Material provided:
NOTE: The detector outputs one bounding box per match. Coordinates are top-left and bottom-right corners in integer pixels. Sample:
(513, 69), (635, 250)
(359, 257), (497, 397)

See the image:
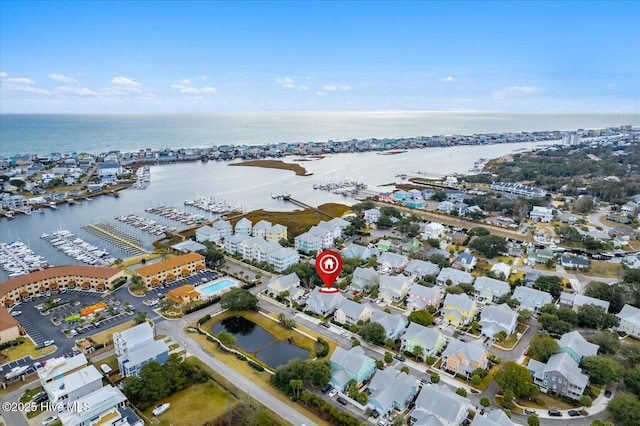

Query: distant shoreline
(229, 160), (313, 176)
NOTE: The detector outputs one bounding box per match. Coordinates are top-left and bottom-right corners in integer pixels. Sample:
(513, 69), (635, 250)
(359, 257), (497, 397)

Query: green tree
(587, 330), (620, 355)
(624, 365), (640, 395)
(469, 235), (507, 259)
(529, 335), (560, 362)
(580, 355), (622, 385)
(578, 304), (618, 329)
(494, 361), (539, 398)
(218, 331), (237, 347)
(579, 395), (593, 408)
(607, 392), (640, 426)
(407, 310), (434, 327)
(358, 322), (387, 345)
(220, 288), (258, 311)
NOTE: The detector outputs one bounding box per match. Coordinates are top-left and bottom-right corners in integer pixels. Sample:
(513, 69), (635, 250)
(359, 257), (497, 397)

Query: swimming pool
(196, 278), (238, 297)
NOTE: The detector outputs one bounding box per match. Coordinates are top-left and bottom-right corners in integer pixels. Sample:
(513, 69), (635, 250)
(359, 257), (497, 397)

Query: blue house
(329, 346), (376, 390)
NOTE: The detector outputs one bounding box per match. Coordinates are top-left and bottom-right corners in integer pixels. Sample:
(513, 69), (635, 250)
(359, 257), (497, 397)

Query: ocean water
(0, 111), (640, 156)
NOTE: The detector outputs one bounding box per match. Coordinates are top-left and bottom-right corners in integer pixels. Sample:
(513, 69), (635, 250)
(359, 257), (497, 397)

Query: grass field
(235, 203), (350, 242)
(145, 381), (236, 426)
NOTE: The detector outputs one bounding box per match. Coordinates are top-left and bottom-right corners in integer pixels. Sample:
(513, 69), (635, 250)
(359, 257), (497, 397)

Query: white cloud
(322, 84), (351, 92)
(276, 77), (309, 92)
(492, 86), (542, 99)
(111, 77), (142, 93)
(49, 74), (78, 83)
(4, 77), (36, 84)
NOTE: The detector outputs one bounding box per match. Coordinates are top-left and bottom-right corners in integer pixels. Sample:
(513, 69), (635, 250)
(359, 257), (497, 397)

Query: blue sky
(0, 1), (640, 113)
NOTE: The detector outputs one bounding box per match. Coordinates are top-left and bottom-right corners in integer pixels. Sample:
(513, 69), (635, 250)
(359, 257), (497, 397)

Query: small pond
(211, 316), (309, 368)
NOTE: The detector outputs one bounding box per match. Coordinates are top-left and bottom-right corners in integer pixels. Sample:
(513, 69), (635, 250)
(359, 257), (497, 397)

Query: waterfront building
(0, 265), (125, 308)
(135, 253), (205, 287)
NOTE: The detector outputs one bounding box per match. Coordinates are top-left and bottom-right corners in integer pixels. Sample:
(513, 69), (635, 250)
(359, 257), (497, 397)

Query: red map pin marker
(316, 250), (342, 293)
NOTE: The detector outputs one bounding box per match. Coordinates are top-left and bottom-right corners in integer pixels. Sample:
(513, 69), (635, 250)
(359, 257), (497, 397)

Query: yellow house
(442, 294), (478, 325)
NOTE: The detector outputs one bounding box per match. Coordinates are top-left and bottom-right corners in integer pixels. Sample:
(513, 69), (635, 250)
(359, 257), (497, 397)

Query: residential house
(267, 272), (304, 300)
(440, 339), (488, 377)
(294, 232), (322, 254)
(529, 206), (553, 223)
(527, 352), (589, 400)
(442, 293), (478, 325)
(400, 322), (447, 359)
(490, 262), (511, 280)
(58, 385), (144, 426)
(349, 266), (380, 291)
(616, 305), (640, 339)
(378, 275), (411, 302)
(378, 251), (409, 273)
(264, 224), (287, 242)
(558, 293), (609, 312)
(480, 303), (518, 337)
(513, 286), (553, 312)
(251, 220), (273, 239)
(307, 225), (335, 249)
(334, 298), (373, 325)
(341, 243), (378, 260)
(371, 309), (407, 340)
(560, 256), (589, 269)
(473, 277), (511, 302)
(43, 365), (102, 405)
(118, 340), (169, 377)
(329, 346), (376, 390)
(367, 366), (418, 415)
(404, 259), (440, 279)
(267, 246), (300, 273)
(558, 331), (599, 364)
(411, 384), (472, 426)
(304, 287), (345, 317)
(235, 217), (252, 235)
(422, 222), (445, 240)
(364, 209), (382, 225)
(452, 251), (477, 272)
(436, 268), (474, 287)
(407, 284), (442, 310)
(471, 410), (515, 426)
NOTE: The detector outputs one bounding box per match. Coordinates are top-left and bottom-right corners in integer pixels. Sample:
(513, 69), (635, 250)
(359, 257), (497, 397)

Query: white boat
(152, 402), (171, 416)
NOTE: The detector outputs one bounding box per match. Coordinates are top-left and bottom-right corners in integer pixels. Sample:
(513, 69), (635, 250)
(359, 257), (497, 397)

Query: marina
(184, 197), (243, 215)
(116, 214), (177, 235)
(0, 241), (48, 277)
(82, 223), (147, 256)
(40, 229), (115, 266)
(145, 206), (206, 225)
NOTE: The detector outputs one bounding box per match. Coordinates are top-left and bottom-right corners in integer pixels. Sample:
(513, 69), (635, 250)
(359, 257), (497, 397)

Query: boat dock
(82, 223), (148, 256)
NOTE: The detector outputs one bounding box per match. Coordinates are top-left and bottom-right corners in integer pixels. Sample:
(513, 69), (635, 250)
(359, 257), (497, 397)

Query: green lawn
(145, 381), (236, 425)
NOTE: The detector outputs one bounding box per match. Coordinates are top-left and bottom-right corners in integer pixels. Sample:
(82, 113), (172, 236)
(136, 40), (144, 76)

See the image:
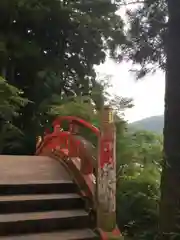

Written exercise: Please copy the listing from its start through the line holding "(229, 160), (313, 176)", inclusive, keeping the requests, multiplying every bounding-box coordinate in the answers by 1.7 and rounding to whole numbers with halves up, while the note's sample coordinates stay unchanged. Leave the pictures out.

Written answer:
NOTE: The detector outputs one bounding box per match. Coordinates are top-left and bottom-right corners in integer pixels. Sample:
(513, 69), (635, 250)
(359, 257), (497, 397)

See the image:

Query: distant shoreline
(389, 272), (532, 299)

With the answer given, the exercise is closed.